## STATED TASK
Repeat the material below exactly, line for line.

-- start MATERIAL FOR THE TASK --

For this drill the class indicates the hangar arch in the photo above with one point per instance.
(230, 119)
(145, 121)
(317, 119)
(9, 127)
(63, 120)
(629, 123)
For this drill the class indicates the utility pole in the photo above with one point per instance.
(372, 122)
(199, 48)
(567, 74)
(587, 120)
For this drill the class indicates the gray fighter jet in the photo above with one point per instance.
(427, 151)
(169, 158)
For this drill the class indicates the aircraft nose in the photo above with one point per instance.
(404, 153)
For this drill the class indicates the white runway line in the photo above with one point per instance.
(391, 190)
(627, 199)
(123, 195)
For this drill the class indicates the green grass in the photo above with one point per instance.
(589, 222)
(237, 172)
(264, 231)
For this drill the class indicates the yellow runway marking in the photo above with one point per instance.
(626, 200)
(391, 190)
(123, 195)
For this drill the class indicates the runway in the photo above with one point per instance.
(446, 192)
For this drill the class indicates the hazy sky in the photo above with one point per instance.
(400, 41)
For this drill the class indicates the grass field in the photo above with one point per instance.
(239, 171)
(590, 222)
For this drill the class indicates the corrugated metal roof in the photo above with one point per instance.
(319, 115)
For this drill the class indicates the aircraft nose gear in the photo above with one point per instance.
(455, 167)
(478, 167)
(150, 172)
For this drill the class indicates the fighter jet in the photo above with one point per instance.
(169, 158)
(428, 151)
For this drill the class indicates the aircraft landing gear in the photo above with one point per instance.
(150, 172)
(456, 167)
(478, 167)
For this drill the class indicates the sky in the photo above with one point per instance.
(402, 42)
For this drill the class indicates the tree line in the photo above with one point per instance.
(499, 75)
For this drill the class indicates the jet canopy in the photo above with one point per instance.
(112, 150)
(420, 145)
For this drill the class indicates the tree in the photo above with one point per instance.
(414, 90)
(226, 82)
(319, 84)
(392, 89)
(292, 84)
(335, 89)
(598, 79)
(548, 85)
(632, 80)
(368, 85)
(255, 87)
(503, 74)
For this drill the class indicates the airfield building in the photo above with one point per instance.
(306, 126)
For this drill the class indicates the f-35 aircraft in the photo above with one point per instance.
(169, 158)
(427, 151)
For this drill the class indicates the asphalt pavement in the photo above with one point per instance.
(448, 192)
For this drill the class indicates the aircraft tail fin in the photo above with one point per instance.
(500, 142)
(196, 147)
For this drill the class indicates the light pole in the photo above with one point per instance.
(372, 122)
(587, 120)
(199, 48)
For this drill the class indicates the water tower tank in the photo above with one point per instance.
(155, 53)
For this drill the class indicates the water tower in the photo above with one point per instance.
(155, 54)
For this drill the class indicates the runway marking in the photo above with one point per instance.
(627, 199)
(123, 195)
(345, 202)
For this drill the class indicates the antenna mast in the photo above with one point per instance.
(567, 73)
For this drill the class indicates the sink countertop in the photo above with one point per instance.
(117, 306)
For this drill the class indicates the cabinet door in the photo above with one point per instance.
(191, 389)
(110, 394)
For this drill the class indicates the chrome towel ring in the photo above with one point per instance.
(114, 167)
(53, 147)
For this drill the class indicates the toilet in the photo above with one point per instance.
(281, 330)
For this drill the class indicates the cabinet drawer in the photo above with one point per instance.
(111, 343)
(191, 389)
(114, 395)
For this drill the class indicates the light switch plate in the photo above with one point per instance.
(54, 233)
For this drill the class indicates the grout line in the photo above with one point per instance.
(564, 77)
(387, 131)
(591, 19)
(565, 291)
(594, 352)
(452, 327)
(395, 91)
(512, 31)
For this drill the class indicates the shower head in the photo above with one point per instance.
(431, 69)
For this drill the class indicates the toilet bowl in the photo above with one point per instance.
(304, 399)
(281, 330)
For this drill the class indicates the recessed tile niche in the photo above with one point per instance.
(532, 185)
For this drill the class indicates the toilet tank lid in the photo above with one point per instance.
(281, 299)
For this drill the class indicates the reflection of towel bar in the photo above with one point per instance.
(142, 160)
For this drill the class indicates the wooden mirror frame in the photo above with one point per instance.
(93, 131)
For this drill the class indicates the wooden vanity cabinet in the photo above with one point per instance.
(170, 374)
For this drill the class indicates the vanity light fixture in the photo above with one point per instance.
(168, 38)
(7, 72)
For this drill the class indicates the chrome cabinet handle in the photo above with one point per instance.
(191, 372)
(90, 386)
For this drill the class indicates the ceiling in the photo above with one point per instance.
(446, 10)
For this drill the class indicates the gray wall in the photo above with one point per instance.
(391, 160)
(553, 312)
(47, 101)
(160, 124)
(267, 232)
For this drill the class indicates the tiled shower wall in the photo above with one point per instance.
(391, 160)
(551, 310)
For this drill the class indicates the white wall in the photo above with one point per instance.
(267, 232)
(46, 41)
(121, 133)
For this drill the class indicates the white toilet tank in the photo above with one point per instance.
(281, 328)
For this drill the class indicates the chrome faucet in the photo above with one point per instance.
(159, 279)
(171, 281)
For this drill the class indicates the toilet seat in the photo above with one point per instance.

-- end MATERIAL FOR THE TASK --

## SOLUTION TO THIS TASK
For this drill the class indicates the hangar arch in the photo above with one point per instance.
(230, 119)
(145, 121)
(317, 119)
(9, 127)
(63, 120)
(629, 123)
For this drill the class indicates the utility pole in the photo above with one point per instance.
(372, 122)
(199, 48)
(567, 74)
(587, 120)
For this drill the class indicates the gray fighter jet in the photo above with one point per instance.
(427, 151)
(169, 158)
For this drill the class indicates the aircraft nose in the photo above with one point per instance.
(404, 153)
For this drill the class indicates the white runway line in the photo above with one point per instance.
(391, 190)
(627, 199)
(123, 195)
For this drill the class indicates the green grass in the photo above with one point per instance.
(589, 222)
(237, 172)
(264, 231)
For this drill the class indicates the yellow runway marking in the photo above with one point per instance.
(626, 200)
(391, 190)
(123, 195)
For this drill the class indicates the runway in the photo above with one point per instance.
(446, 192)
For this drill the class indicates the hazy sky in the photo above with one point per instance.
(400, 41)
For this drill the class indicates the grass field in the photo above with one point per instance.
(239, 171)
(590, 222)
For this drill the class indicates the corrugated metal roof in the photo above with one point per instance.
(319, 115)
For this drill the class indicates the aircraft nose gear in the photo above with one point per instance.
(455, 167)
(478, 167)
(150, 172)
For this drill the class indicates the fighter jet in the photo above with one point per instance.
(169, 158)
(428, 151)
For this drill the class indicates the aircraft landing gear in the photo above with one point per instance.
(150, 172)
(456, 167)
(478, 167)
For this drill the class indicates the sky in the photo above with one point per instance.
(402, 42)
For this drill the class indicates the tree line in the photo above with one point per instance.
(499, 75)
For this drill the class indicates the jet canopy in the photo above with one point per instance.
(112, 150)
(420, 145)
For this drill the class indicates the tree in the photo above with one point per instance.
(414, 90)
(226, 82)
(319, 84)
(392, 89)
(292, 84)
(335, 89)
(598, 79)
(548, 85)
(632, 80)
(368, 85)
(255, 87)
(503, 74)
For this drill the class indicates the airfield building in the photo above with one point per instance.
(306, 126)
For this drill the class indicates the f-35 aircraft in the photo above with one point per instance.
(169, 158)
(427, 151)
For this drill the class indicates the asphalt pavement in the photo above with one point per instance.
(448, 192)
For this drill the class indicates the aircraft tail fin in the photo above with one point per instance.
(500, 142)
(196, 147)
For this drill the class indicates the light pole in the photo above with one point per instance.
(372, 122)
(587, 120)
(199, 48)
For this drill the class indicates the water tower tank in the photo above with one point per instance.
(155, 53)
For this drill the class indicates the water tower in the photo above with one point per instance.
(155, 54)
For this drill the class indicates the runway marking in the photo above with one point per instance.
(627, 199)
(123, 195)
(345, 202)
For this drill the class indicates the antenna mast in the photo above with one point per instance.
(567, 73)
For this drill the class indicates the sink countertop in the photo above with one point per instance.
(117, 306)
For this drill the class indicates the cabinet door in the photo above with one point per instance.
(191, 389)
(110, 394)
For this drill the class indicates the chrome towel ring in the photo above with one point per instance.
(114, 167)
(53, 147)
For this drill the class indicates the toilet in the photo above with one point per instance.
(281, 330)
For this drill the class indicates the cabinet drawer in the photo above with one point per instance.
(111, 343)
(191, 389)
(114, 395)
For this drill the class indicates the light switch plate in the photo above with one point per instance.
(54, 233)
For this drill the class indicates the grout line in the photo above with one point per instance.
(564, 77)
(387, 131)
(591, 19)
(565, 291)
(594, 352)
(452, 327)
(395, 91)
(512, 31)
For this drill the class indicates the shower head in the photo above with one point per instance.
(431, 69)
For this drill the class indicates the toilet bowl in the photo above with one point per instance.
(304, 399)
(281, 330)
For this drill the class indicates the recessed tile niche in the photo above with one point per instance.
(532, 185)
For this drill the class indicates the toilet tank lid in the photo above with one point per instance.
(281, 299)
For this drill the class indicates the reflection of towel bar in the photo above with one point per instance.
(142, 160)
For this drill the class indicates the wooden mirror frame in the photo above with one point per instance.
(93, 131)
For this drill the class indicates the wooden vanity cabinet in the photo above with one point per instance.
(170, 374)
For this drill the class indicates the vanity light fixture in the photo above with one point per instance.
(168, 38)
(7, 72)
For this drill the class indicates the chrome cabinet handle in the photo above with one point per instance.
(191, 372)
(90, 386)
For this drill the class indicates the ceiling in the photo above with one point per instance.
(446, 10)
For this drill the class indicates the gray wall in the photo above with one point per instance.
(391, 160)
(553, 312)
(47, 101)
(160, 124)
(267, 232)
For this drill the class indicates the tiled shower wall in the photo above with one point per instance.
(391, 160)
(551, 310)
For this drill the class indicates the white wall in the photo above with one point per instance.
(267, 232)
(46, 41)
(121, 133)
For this drill the class indicates the white toilet tank in the photo above with one point per instance.
(281, 328)
For this drill the class indicates the chrome faucet in the photo above with one point per instance.
(159, 279)
(171, 281)
For this drill the class indicates the toilet seat in the photo above with one point per instance.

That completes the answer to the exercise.